*Task requirements:*
[1] Decide whether each statement agrees with the comment excerpt, and answer each with yes or no, quoting the words of the comment excerpt that decide it. (a) The comment excerpt says "Word" and "Spirit" can be separated in God's action of revelation. (b) The comment excerpt places scripture properly in Church proclamation. (c) The article it points to appears in Biblical Archeology Review.
[2] Revise the comment excerpt from "Rather, the Bible" up to and including "as fundamentally irrational.", putting "dogmatism" in place of "rationalism".

*Extract provided:*
◆ ◆ ◆

Rather, the Bible is infallible as it is employed by the Spirit in the economy of God’s salvation to teach us. “Word” and “Spirit” cannot be separated in God’s action of “revelation,” and the proper “location” of scripture is Church proclamation. This nuance on the one hand rebuffs the kind of rationalism inherent in “scientific” exegesis — which rules any Divine agency in connection with the text out of court — and on the other hand rebuffs the kind of rationalism inherent in very conservative evangelical approaches ala the Chicago Statement.
BTW, for a great example of the rationalism of “scientific” exegesis, check out this article in the current edition of Biblical Archeology Review, in which any belief in divine agency with respect to the Biblical text is branded as fundamentally irrational.



report abuse
 

Travis Greene

posted August 16, 2010 at 4:07 pm


“All Christian discernment must be in dialog with this infallible tutor, all the time recognizing that our best efforts to understand the tutor may be mistaken.”
Amen.



report abuse
 

Cam R.

◆ ◆ ◆

*Data block:*
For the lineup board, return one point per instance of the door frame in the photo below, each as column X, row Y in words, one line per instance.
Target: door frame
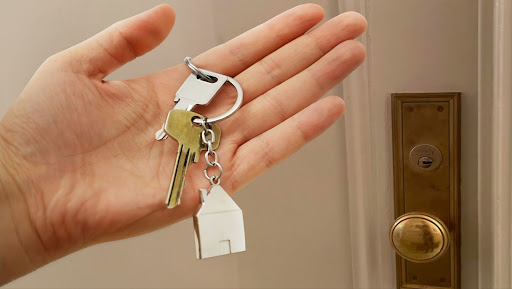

◆ ◆ ◆

*Answers to the exercises:*
[1]
(a) No: "“Word” and “Spirit” cannot be separated in God’s action of “revelation,”"
(b) Yes: "the proper “location” of scripture is Church proclamation"
(c) Yes: "this article in the current edition of Biblical Archeology Review"

[2]
Rather, the Bible is infallible as it is employed by the Spirit in the economy of God’s salvation to teach us. “Word” and “Spirit” cannot be separated in God’s action of “revelation,” and the proper “location” of scripture is Church proclamation. This nuance on the one hand rebuffs the kind of dogmatism inherent in “scientific” exegesis — which rules any Divine agency in connection with the text out of court — and on the other hand rebuffs the kind of dogmatism inherent in very conservative evangelical approaches ala the Chicago Statement.
BTW, for a great example of the dogmatism of “scientific” exegesis, check out this article in the current edition of Biblical Archeology Review, in which any belief in divine agency with respect to the Biblical text is branded as fundamentally irrational.